» Description of the task
Reproduce without alteration the part of the lines that opens with the line containing "Q: For every instance of the small window" and closes with the final line.

» The input
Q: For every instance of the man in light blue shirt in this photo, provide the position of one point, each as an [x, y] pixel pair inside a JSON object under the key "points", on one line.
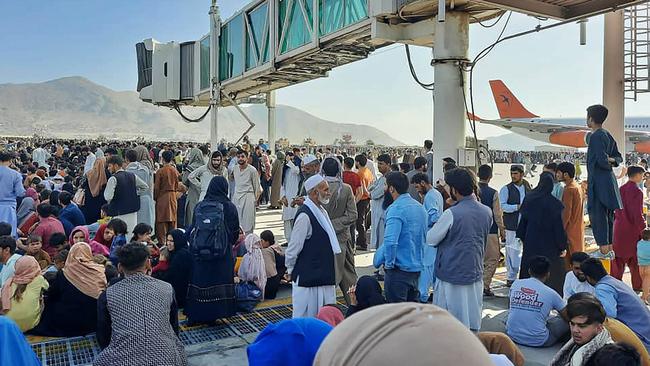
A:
{"points": [[404, 237], [530, 322], [433, 204]]}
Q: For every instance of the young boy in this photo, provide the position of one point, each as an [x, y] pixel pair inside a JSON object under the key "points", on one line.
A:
{"points": [[643, 255], [273, 263], [34, 248]]}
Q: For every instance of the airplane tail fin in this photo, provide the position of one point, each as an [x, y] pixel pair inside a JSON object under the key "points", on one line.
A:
{"points": [[507, 104]]}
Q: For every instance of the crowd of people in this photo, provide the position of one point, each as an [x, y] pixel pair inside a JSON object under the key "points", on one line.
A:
{"points": [[93, 235]]}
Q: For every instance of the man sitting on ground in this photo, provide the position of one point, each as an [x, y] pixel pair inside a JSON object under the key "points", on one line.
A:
{"points": [[588, 334], [529, 320], [575, 281]]}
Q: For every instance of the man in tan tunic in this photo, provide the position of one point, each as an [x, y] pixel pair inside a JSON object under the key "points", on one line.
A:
{"points": [[572, 215], [166, 185]]}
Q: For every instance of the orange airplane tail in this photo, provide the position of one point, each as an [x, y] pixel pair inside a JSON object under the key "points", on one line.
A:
{"points": [[507, 104]]}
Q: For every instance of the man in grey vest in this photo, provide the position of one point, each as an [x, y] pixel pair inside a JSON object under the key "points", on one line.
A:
{"points": [[460, 236], [511, 197]]}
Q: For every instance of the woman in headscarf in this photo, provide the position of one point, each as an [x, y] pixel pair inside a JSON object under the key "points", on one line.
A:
{"points": [[71, 302], [202, 176], [93, 187], [178, 265], [194, 161], [276, 180], [141, 165], [291, 342], [252, 267], [397, 334], [16, 350], [211, 292], [542, 232], [365, 294], [22, 294]]}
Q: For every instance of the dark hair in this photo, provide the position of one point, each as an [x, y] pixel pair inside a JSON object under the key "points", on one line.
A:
{"points": [[8, 241], [634, 170], [331, 167], [594, 311], [419, 162], [593, 267], [132, 255], [398, 181], [385, 158], [65, 198], [598, 113], [115, 159], [140, 229], [566, 167], [131, 155], [58, 239], [118, 226], [348, 162], [267, 235], [579, 257], [484, 172], [619, 354], [361, 159], [167, 156], [462, 180], [5, 229], [539, 266], [420, 178]]}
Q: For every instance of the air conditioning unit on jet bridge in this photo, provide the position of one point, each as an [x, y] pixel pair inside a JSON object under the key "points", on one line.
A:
{"points": [[167, 71], [380, 8]]}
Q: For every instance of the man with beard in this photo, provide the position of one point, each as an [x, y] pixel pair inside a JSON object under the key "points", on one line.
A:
{"points": [[575, 281], [247, 191], [310, 255]]}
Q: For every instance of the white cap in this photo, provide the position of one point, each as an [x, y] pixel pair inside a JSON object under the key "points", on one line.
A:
{"points": [[308, 159], [313, 181]]}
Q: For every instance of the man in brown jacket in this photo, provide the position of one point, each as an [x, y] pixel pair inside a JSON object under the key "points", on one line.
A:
{"points": [[342, 211]]}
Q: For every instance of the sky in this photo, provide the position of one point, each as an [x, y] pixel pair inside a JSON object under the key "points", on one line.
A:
{"points": [[549, 71]]}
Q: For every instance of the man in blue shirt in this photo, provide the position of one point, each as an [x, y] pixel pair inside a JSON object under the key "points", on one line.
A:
{"points": [[404, 237], [433, 204], [529, 320], [618, 299]]}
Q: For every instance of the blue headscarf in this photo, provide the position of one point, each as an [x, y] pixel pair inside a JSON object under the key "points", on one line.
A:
{"points": [[14, 349], [292, 342]]}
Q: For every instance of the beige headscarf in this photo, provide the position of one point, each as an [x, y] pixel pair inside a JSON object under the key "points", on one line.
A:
{"points": [[401, 334], [97, 177], [86, 275]]}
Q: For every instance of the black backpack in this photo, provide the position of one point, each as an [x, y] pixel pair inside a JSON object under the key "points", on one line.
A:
{"points": [[209, 239]]}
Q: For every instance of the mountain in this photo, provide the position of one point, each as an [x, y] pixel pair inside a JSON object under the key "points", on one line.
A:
{"points": [[77, 107]]}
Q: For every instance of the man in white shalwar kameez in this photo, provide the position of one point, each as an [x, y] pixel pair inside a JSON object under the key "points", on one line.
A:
{"points": [[289, 191], [310, 255], [247, 191]]}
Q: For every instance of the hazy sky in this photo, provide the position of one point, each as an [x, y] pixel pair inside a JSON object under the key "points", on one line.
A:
{"points": [[550, 72]]}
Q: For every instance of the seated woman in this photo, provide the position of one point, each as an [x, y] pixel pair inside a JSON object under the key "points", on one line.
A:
{"points": [[80, 235], [176, 269], [22, 294], [273, 263], [127, 337], [71, 302]]}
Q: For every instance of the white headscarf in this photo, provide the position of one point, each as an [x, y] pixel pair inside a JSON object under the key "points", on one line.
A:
{"points": [[252, 265]]}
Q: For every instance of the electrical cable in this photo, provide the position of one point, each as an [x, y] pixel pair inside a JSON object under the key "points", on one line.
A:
{"points": [[177, 108]]}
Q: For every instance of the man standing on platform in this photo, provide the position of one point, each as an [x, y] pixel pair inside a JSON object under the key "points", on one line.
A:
{"points": [[573, 213], [603, 196], [310, 255], [247, 191]]}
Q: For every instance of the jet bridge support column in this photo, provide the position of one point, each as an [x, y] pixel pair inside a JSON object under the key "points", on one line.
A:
{"points": [[613, 78], [449, 115]]}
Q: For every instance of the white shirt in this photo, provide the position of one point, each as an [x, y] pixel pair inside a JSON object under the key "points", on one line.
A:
{"points": [[572, 285]]}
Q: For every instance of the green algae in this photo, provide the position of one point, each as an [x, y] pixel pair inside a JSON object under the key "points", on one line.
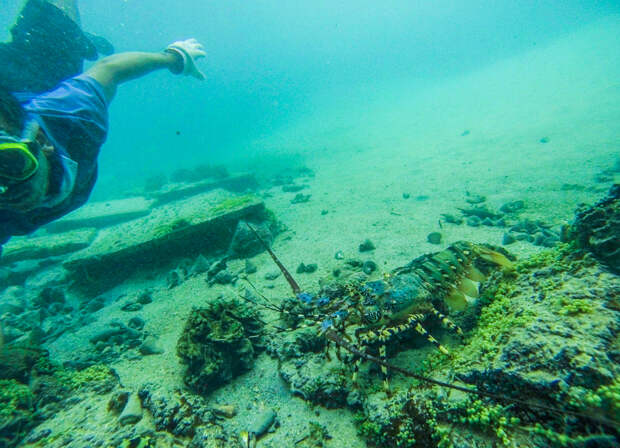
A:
{"points": [[232, 204], [16, 400]]}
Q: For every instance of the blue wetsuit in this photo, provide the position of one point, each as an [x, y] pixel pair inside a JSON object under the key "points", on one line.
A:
{"points": [[74, 117]]}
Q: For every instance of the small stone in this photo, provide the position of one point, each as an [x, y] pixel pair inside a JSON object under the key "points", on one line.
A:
{"points": [[200, 266], [174, 279], [150, 347], [272, 275], [434, 238], [136, 322], [132, 413], [131, 307], [223, 277], [366, 246], [227, 410], [512, 207], [300, 198], [354, 262], [310, 268], [508, 239], [451, 218], [473, 221], [369, 267], [145, 298]]}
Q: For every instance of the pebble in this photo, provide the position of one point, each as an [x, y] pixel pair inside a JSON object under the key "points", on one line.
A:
{"points": [[434, 238], [473, 221], [145, 298], [366, 246], [150, 347], [136, 322], [508, 239], [132, 413], [200, 266], [272, 275], [306, 268], [131, 306], [369, 267]]}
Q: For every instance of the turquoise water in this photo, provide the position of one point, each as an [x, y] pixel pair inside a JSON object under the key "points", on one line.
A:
{"points": [[388, 116], [272, 65]]}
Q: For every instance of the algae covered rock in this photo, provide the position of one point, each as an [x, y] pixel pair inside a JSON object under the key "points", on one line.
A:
{"points": [[218, 343], [597, 229]]}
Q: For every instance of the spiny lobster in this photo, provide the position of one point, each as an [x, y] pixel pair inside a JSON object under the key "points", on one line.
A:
{"points": [[430, 286]]}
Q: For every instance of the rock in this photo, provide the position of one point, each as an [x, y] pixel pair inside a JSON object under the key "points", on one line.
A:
{"points": [[19, 249], [187, 229], [474, 198], [306, 268], [174, 279], [131, 306], [369, 267], [474, 221], [49, 296], [291, 188], [300, 198], [434, 238], [224, 277], [508, 239], [179, 414], [451, 219], [597, 229], [132, 413], [150, 347], [136, 322], [272, 275], [512, 207], [366, 246], [218, 343], [200, 266], [145, 298], [93, 305], [262, 422], [245, 244], [227, 410]]}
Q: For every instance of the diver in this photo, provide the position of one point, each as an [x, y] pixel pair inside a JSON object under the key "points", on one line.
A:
{"points": [[47, 46], [49, 142]]}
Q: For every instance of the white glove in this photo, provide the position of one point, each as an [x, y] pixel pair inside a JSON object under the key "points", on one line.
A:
{"points": [[189, 50]]}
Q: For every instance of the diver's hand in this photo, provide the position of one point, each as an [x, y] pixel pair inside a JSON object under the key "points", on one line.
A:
{"points": [[189, 50]]}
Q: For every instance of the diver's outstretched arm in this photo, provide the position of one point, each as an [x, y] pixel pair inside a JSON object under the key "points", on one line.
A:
{"points": [[179, 58], [69, 7]]}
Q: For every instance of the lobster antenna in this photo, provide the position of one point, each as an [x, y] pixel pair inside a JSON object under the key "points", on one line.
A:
{"points": [[339, 340], [289, 278], [262, 296]]}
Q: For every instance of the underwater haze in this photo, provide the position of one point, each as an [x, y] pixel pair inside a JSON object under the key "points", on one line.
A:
{"points": [[375, 224], [272, 65]]}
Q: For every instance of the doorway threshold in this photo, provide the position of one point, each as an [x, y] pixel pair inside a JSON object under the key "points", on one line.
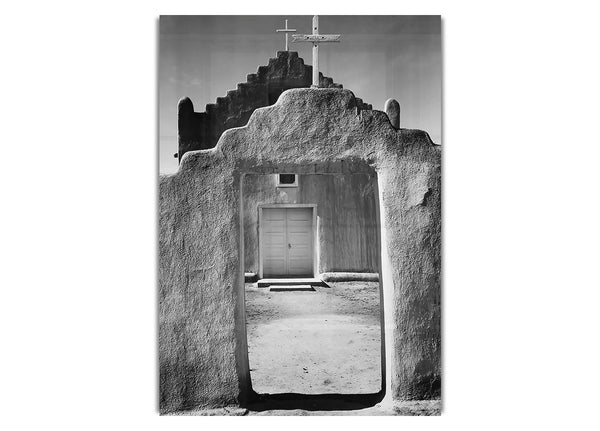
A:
{"points": [[266, 282]]}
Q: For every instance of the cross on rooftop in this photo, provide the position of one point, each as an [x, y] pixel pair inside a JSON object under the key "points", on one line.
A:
{"points": [[286, 31], [315, 38]]}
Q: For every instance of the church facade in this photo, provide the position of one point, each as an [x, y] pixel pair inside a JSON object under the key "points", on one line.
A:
{"points": [[337, 226]]}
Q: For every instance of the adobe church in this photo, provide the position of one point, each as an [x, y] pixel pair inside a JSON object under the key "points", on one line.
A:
{"points": [[290, 175]]}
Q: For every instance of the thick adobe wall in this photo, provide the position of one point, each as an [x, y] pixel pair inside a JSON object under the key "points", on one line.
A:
{"points": [[202, 346], [202, 130]]}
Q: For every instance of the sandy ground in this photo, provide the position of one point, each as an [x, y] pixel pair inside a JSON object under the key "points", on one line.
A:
{"points": [[321, 342]]}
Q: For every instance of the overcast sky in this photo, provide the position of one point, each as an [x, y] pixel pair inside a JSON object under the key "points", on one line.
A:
{"points": [[379, 57]]}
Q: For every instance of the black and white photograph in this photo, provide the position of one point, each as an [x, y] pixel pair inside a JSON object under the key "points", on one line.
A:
{"points": [[301, 216], [300, 235]]}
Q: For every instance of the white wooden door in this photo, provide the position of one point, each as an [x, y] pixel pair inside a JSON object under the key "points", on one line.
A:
{"points": [[287, 242]]}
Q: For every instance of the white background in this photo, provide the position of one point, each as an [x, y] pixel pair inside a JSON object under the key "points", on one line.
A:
{"points": [[78, 237]]}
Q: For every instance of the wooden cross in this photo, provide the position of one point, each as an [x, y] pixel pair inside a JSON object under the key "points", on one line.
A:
{"points": [[286, 31], [315, 38]]}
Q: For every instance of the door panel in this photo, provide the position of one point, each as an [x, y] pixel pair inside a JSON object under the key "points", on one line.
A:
{"points": [[287, 242], [275, 241], [299, 237]]}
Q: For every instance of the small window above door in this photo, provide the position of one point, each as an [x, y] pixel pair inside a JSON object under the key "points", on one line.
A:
{"points": [[287, 180]]}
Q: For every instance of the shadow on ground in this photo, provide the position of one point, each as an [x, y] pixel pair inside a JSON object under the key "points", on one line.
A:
{"points": [[312, 402]]}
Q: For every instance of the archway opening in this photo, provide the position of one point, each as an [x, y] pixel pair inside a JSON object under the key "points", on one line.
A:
{"points": [[315, 338]]}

» In response
Q: For every instance of the small window above door in this photo, provide the position of one point, each as an [x, y] pixel pair inside a JSON object under the key "points", on one line.
A:
{"points": [[287, 180]]}
Q: For every instance of the shadow on ground in this photo, provide the position of one point, each as an [x, y] pixel pair inside a JSON object under the key "points", on one line.
A:
{"points": [[312, 402]]}
Q: For every instance of the archway opening in this photo, provide the position of one point, each as an [x, y] pixel pair inside a JSON object under the key "points", on one line.
A:
{"points": [[315, 338]]}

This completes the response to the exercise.